Restate the whole listing word for word, missing no line.
►
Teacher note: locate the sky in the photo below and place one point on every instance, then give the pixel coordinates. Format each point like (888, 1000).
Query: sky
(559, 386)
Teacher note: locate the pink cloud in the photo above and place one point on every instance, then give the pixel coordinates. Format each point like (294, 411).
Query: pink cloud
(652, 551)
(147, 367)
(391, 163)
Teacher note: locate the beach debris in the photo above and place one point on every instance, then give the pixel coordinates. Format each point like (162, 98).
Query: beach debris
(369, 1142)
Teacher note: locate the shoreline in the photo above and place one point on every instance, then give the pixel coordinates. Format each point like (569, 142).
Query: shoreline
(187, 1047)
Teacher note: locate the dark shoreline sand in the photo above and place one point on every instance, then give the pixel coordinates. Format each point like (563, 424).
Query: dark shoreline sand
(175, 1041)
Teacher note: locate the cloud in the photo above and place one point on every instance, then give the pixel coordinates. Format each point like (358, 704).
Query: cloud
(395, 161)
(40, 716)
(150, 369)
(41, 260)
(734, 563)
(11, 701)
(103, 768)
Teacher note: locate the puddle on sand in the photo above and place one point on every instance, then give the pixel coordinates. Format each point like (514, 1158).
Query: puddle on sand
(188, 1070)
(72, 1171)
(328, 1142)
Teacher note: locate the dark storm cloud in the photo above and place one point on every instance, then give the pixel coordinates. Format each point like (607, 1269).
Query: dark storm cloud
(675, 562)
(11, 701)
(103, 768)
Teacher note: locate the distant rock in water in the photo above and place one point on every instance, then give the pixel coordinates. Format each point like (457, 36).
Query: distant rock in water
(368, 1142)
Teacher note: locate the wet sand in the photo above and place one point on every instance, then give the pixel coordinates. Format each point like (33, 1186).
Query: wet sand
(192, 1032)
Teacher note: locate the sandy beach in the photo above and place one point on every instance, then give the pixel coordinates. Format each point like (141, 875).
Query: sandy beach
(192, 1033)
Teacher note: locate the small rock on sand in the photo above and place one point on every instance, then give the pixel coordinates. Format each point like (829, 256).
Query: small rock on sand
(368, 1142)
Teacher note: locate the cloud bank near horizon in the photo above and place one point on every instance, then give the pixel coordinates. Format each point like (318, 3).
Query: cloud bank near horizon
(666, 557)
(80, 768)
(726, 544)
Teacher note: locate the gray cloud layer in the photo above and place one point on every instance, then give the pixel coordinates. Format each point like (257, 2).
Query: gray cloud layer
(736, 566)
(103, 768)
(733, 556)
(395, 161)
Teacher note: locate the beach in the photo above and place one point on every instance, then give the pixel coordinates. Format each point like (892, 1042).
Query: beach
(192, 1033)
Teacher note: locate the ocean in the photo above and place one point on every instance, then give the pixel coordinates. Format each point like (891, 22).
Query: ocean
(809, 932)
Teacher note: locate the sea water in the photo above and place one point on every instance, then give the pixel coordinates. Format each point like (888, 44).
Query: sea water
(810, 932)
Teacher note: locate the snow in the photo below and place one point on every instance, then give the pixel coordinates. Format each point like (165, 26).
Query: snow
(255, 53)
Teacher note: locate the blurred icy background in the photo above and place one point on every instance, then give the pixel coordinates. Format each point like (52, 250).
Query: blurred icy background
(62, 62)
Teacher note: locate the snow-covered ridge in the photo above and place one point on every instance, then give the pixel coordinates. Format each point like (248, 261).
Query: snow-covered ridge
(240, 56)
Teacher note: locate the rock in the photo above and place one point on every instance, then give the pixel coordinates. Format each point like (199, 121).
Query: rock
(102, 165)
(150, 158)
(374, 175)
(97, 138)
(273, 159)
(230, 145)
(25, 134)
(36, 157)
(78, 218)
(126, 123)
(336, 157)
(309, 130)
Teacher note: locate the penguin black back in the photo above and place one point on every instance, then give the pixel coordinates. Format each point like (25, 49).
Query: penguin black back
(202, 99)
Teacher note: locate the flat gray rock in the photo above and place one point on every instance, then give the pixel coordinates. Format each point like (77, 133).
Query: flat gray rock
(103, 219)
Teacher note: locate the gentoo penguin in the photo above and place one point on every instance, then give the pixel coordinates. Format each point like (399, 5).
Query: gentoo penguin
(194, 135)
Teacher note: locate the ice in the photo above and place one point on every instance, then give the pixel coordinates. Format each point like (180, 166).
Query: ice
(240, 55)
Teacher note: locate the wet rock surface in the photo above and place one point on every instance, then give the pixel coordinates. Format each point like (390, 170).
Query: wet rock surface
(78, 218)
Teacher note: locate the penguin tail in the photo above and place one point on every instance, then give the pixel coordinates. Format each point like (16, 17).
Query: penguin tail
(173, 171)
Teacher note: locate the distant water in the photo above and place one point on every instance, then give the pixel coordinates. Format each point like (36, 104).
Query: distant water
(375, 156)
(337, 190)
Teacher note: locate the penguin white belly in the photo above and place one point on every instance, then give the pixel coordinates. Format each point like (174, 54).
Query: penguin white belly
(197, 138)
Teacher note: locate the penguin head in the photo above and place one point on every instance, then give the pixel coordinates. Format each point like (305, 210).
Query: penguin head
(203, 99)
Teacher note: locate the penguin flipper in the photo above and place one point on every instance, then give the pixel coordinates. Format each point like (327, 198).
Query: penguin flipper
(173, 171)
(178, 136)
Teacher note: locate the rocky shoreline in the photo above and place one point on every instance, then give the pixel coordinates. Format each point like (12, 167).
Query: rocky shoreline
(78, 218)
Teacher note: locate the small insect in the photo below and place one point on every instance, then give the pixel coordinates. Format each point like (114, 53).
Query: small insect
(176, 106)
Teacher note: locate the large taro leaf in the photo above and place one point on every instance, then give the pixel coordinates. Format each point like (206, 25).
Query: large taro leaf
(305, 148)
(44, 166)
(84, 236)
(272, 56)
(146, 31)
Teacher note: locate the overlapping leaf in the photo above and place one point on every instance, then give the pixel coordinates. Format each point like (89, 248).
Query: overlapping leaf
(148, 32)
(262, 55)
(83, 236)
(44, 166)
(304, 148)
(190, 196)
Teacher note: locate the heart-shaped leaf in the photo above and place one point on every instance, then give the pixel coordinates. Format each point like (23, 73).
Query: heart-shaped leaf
◄
WRITTEN ANSWER:
Teacher note: locate the sky in the photo below and place one point on every instance, then give the pixel coordinates. Format each point like (888, 1000).
Query: sky
(559, 386)
Teacher note: locate the pink cloud in the photo above and place one point on every instance, then give the pixel coordinates. Format each point like (294, 411).
Query: pink cloud
(652, 551)
(147, 367)
(391, 163)
Teacher note: locate the beach debris in the photo above and place one point on every instance, then give the pixel coordinates. Format each point like (162, 98).
Query: beach debris
(369, 1142)
Teacher note: locate the shoreline in the photo above and place one point on every instance, then give the pixel coordinates. Format each point like (569, 142).
Query: shoreline
(187, 1047)
Teacher note: locate the dark shoreline sand in the photo above and place one point on every instance, then give the pixel coordinates. Format each point like (563, 424).
Query: dark shoreline sand
(175, 1041)
Teacher note: locate the cloud in the photo above and place one point on every instance, then give the pixel coordinates. Format each point like (358, 704).
Query: cloud
(395, 161)
(40, 716)
(150, 369)
(41, 260)
(734, 563)
(11, 701)
(103, 768)
Teacher note: locate the puddle on sand in the photo above and place one point on every instance, then give the pixel coordinates. Format each point like (514, 1158).
Query: puddle on sand
(188, 1070)
(72, 1171)
(328, 1142)
Teacher note: locate the dark storm cloud in the photo above and place one point on every instance, then give the pixel coordinates. Format each point like (607, 1269).
Query: dark storm cloud
(675, 562)
(11, 701)
(103, 768)
Teacher note: locate the distant rock in water in the photo above and place one point on every instance, then give the pixel coordinates. Format each point like (457, 36).
Query: distant rock in water
(368, 1142)
Teacher note: locate the wet sand in the photo above and place one point on every instance, then give the pixel coordinates. Format each point like (33, 1186).
Query: wet sand
(192, 1032)
Teacher note: locate the sandy beach in the photo above and place one point on every instance, then give the pixel coordinates. Format each point like (141, 875).
Query: sandy beach
(192, 1033)
Teacher note: locate the small rock on sand in the photo above and place one point on every instance, then give the pixel coordinates. Format each point like (829, 256).
Query: small rock on sand
(368, 1142)
Teacher note: locate the cloud bank near horizon in the photo above and place one point on every instance, then give the pixel coordinates. Format each point like (318, 3).
Query: cloud bank near horizon
(666, 557)
(80, 768)
(726, 544)
Teacher note: locate the gray cloud layer in the photo above and place one point on every instance, then give the pixel coordinates. Format each point like (257, 2).
Query: gray cloud layer
(736, 566)
(103, 768)
(733, 556)
(395, 161)
Teacher note: locate the beach in the photo above and place one point on every instance, then give the pixel coordinates. Format each point like (892, 1042).
Query: beach
(192, 1033)
Teacher note: locate the ocean in the photo above and place one point on every instance, then give the pixel coordinates. Format each point like (891, 22).
Query: ocean
(809, 932)
Teacher note: locate the sea water in the photo above and place one point on every instance, then give the pixel coordinates. Format each point like (888, 44).
Query: sea water
(810, 932)
Teacher note: locate the snow in the photo below and place one point on every instance, then give the pixel coordinates. Format each point like (165, 26).
Query: snow
(255, 53)
Teacher note: locate the blurred icy background in the photo above and place one point on every instance, then give the pixel coordinates. Format each point like (52, 250).
Query: blurred icy background
(62, 62)
Teacher note: locate the snow-covered ridge in the photo above and place one point on every instance, then give the pixel coordinates. Format each point like (248, 261).
Query: snow-covered ridge
(240, 56)
Teacher note: locate the rock in the photo above and place one point on every instance, then give the pixel coordinates. Format each point like (199, 121).
Query: rock
(102, 165)
(150, 158)
(374, 175)
(97, 138)
(273, 159)
(230, 145)
(25, 134)
(36, 157)
(78, 218)
(126, 123)
(336, 157)
(309, 130)
Teacher note: locate the penguin black back in the photo above and place one point on every instance, then give the pixel coordinates. Format each point like (25, 49).
Query: penguin black back
(202, 99)
Teacher note: locate the flat gray rock in the photo above and place one point on every instance, then give the pixel coordinates. Format each point like (77, 133).
Query: flat gray rock
(103, 219)
Teacher note: locate the gentoo penguin in the photo above and place one point on every instance, then give the pixel coordinates. Format each point like (399, 5).
Query: gentoo penguin
(194, 135)
Teacher note: locate the ice in the photo above and place one point on every instance, then give the pixel coordinates. Format each point like (180, 166).
Query: ice
(240, 55)
Teacher note: locate the wet rock surface in the photo above and place one point on every instance, then give the pixel coordinates. Format each point like (390, 170).
Query: wet rock surface
(78, 218)
Teacher note: locate the penguin tail in the photo above and place one point on every instance, then give the pixel coordinates. Format each point like (16, 17).
Query: penguin tail
(173, 171)
Teacher note: locate the distant water in the photo above and place one point on every instance, then give the pixel coordinates. Format each point like (36, 104).
Query: distant water
(375, 156)
(337, 190)
Teacher note: locate the penguin white belly in the photo above and place one point on every instance, then give the pixel coordinates. Format each point like (174, 54).
Query: penguin white belly
(197, 138)
Teacher note: locate the penguin head in the photo above and place one point on every instance, then give the pixel coordinates. Format each point like (305, 210).
Query: penguin head
(203, 99)
Teacher note: locate the penguin flipper in the photo above and place one point on every instance, then give the pixel coordinates. Format each point like (327, 198).
Query: penguin flipper
(173, 171)
(178, 136)
Teacher note: locate the rocky shoreline in the photo above and place one point on every instance, then give the pixel coordinates. Format each point like (12, 167).
Query: rocky shoreline
(78, 218)
Teacher note: locate the small insect in the photo below and place one point on every instance, then give the pixel coordinates. Format each point like (114, 53).
Query: small insect
(176, 106)
Teacher note: locate the large taro leaf in the photo above and place one point on every instance, then give the pixel coordinates. Format each point like (206, 25).
Query: large taro leaf
(305, 148)
(44, 166)
(84, 236)
(272, 56)
(146, 31)
Teacher note: locate the overlapping leaf in the photo above and place one point on every instance, then give the pixel coordinates. Format each point like (89, 248).
Query: overlapping leaf
(148, 32)
(262, 55)
(83, 236)
(44, 166)
(304, 148)
(190, 196)
Teacher note: locate the heart-shaped leaf in the photo above and place one point on every instance, then give the pixel coordinates. Format each point like (23, 73).
Query: heart-shaped leaf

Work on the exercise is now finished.